GOAL. Starting at the line that has "Set-play tagging: locate each instance of the white building" and continuing through the end of the records, reproduce every line, requests included, with each point coordinate in the answers scaled by 0.75 and rounded to a whole number, halves rounding up. Omit the pictures from the answer.

PROVIDED DATA.
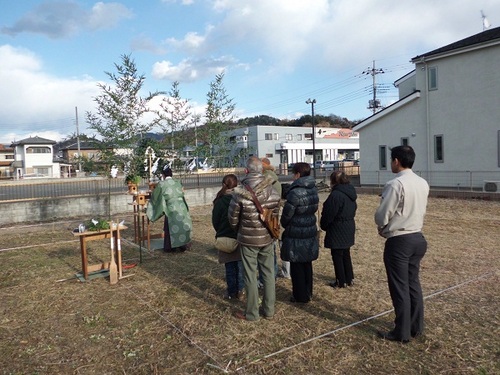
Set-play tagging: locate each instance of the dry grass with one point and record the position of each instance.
(170, 318)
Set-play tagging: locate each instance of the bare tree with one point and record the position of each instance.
(219, 115)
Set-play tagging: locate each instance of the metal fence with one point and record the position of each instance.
(97, 186)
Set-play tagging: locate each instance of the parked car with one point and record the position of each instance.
(327, 165)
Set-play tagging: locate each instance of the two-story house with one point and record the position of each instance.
(448, 111)
(284, 145)
(33, 157)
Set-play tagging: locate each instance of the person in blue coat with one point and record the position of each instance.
(300, 245)
(337, 219)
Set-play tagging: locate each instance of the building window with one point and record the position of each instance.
(498, 148)
(382, 156)
(433, 78)
(438, 149)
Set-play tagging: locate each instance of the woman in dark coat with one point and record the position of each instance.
(220, 222)
(337, 219)
(300, 238)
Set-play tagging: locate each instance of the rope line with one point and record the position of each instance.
(177, 329)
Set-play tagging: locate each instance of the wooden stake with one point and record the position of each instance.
(119, 245)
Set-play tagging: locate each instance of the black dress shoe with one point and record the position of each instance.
(390, 336)
(335, 284)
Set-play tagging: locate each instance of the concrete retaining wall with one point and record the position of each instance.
(42, 210)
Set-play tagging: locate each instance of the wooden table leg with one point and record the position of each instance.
(83, 249)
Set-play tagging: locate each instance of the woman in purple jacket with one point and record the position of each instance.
(337, 219)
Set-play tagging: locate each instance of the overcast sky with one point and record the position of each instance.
(275, 53)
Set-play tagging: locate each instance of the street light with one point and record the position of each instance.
(312, 102)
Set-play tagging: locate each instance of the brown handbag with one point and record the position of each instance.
(266, 216)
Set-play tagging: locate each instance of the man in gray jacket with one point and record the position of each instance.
(399, 219)
(255, 240)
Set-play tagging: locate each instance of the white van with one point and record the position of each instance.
(327, 165)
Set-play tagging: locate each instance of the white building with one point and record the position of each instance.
(448, 111)
(283, 145)
(33, 157)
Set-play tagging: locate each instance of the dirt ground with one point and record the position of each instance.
(169, 317)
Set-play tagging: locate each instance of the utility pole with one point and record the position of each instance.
(78, 142)
(374, 104)
(312, 102)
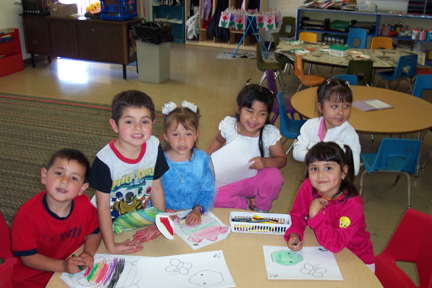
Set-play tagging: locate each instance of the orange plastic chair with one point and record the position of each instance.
(382, 43)
(308, 37)
(6, 269)
(416, 226)
(307, 80)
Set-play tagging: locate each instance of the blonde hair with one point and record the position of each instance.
(182, 116)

EXPECTED ANSWER.
Set-play tagging: locate each instance of the white building with one point and record the position of each instance.
(336, 83)
(212, 109)
(25, 118)
Set-play tagging: locate each instance of the dirt ground with one point and record the position of each instance.
(127, 238)
Set-play tagging: locate each instance of the utility pole with one point and record the position of each instance.
(59, 107)
(281, 78)
(234, 77)
Set-play tagging: locate each instance of the orange plastic chair with one point and record the position of each instance.
(287, 32)
(231, 28)
(5, 202)
(312, 170)
(230, 60)
Set-play tagging: locate each instance of the blonde hair with one point and record the position of each instance.
(137, 87)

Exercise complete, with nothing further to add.